╔══

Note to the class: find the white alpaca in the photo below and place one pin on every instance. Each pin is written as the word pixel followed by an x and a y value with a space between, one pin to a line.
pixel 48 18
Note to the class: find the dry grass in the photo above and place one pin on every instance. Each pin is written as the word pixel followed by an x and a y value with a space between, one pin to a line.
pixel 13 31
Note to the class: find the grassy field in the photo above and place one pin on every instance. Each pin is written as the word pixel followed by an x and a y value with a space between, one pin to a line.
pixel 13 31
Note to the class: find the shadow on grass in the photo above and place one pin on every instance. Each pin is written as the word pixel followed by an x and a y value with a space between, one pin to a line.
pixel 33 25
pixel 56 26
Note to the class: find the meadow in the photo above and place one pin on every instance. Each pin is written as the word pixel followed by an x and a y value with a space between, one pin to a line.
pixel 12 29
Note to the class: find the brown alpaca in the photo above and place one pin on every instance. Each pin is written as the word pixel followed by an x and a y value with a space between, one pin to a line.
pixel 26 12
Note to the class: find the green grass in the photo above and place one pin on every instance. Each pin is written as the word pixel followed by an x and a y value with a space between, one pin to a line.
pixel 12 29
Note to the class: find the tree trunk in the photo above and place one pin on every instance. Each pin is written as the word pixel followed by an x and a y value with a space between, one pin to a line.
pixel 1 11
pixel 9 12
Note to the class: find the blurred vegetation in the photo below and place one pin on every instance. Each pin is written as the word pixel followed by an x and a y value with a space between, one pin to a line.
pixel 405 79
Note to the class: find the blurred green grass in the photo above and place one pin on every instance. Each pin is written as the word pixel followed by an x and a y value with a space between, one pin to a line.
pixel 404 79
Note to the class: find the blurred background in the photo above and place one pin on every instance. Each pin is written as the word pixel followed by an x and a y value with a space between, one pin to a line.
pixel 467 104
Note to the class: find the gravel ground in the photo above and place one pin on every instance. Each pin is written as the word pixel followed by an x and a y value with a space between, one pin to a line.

╚══

Problem to work on -> Starting at the line that contains "Note to the class: find the blurred green" and continuing through the end of the material, write out every line again, requests included, with 26 added to each coordinate in the answers.

Response for this exercise ->
Note to the class: find the blurred green grass in the photo above and place one pin on every instance. Each pin is written as the word pixel followed by an x and a y value with a space between, one pin to a line.
pixel 430 105
Note to the class: find the blurred background in the photo above and place one pin on every instance. Each pin is written as the word pixel followed by an x and a y value with a space between, one pin to a line.
pixel 493 130
Note to the class: find the gravel ground in the photo above and place one pin on every instance. Each pin is written as the word pixel followed by an x and a y value with a space between, one pin to a line.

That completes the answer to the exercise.